__Given task__
Your task is to return the span of lines beginning at the one with "written like (643,88)." and ending at the last line of the data, exactly as it stands.

(Excerpts from point annotation data)
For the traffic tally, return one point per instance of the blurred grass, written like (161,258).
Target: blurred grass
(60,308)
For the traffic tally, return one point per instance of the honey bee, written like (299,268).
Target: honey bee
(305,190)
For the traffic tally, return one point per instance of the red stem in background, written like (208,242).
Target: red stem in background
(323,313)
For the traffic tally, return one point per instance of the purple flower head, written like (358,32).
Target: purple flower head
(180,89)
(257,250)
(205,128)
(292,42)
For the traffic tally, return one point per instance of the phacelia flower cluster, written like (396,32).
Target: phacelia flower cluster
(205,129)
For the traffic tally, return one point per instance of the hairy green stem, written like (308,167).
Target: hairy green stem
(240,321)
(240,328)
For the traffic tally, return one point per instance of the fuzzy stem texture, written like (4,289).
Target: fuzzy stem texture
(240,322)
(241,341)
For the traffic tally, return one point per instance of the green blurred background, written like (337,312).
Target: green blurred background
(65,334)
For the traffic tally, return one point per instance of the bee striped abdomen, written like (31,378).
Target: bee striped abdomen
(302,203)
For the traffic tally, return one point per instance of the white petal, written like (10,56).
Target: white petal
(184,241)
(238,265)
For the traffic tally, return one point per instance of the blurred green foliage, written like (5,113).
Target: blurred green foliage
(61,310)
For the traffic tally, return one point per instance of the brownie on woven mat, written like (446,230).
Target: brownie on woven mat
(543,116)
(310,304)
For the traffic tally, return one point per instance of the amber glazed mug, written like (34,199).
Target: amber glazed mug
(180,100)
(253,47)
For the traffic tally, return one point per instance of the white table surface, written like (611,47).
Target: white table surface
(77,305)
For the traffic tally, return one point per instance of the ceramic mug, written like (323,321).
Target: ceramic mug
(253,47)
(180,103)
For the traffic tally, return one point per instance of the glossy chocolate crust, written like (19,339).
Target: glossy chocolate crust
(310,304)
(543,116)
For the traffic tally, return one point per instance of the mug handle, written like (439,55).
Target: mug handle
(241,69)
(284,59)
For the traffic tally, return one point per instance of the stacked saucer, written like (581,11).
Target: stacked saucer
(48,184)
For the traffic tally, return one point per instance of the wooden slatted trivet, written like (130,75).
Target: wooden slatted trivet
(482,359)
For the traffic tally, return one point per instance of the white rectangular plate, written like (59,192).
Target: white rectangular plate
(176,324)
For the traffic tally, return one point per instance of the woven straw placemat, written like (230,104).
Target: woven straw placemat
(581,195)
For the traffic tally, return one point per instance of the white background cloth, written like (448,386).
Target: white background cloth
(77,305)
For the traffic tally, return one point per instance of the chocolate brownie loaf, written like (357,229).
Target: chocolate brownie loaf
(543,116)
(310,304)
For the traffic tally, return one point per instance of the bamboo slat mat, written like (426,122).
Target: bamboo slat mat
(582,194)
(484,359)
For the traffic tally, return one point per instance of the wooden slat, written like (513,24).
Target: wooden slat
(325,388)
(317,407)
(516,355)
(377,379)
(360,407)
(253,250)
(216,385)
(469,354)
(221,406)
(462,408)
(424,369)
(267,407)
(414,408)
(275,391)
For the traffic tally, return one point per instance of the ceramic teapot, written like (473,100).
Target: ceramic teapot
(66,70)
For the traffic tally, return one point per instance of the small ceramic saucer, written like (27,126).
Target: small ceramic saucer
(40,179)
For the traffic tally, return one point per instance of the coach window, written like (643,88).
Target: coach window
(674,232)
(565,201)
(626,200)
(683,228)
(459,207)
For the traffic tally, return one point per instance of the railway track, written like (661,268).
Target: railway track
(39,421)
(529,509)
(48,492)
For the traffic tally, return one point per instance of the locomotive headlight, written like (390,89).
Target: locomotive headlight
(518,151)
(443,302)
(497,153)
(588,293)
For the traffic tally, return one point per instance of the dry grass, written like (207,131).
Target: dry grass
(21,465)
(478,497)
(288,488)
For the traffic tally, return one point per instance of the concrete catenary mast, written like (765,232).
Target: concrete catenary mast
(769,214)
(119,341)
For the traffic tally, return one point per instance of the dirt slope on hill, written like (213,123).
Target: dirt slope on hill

__Expected answer__
For the traffic tally, return one point per instance of the coach window, written like (643,88).
Target: coach window
(674,232)
(565,201)
(626,200)
(683,228)
(459,207)
For the traffic tally, return one point per instance of the railway track, written like (661,268).
Target: railway track
(39,421)
(529,509)
(48,492)
For the traffic tally, return one point per instance of the locomotive headlight, written like (390,89).
Target: locomotive headlight
(518,151)
(443,302)
(497,153)
(588,293)
For the traffic tally, return one point per instance of the dry grass, written like (207,131).
Target: dry grass
(21,465)
(478,497)
(288,488)
For the traffic tally, return one point per instance of the concrete catenary mast, written like (765,232).
Target: concrete catenary mast
(769,214)
(119,341)
For the traffic tally, return one point per instance of the dirt slope on hill, written like (213,123).
Target: dirt slope on hill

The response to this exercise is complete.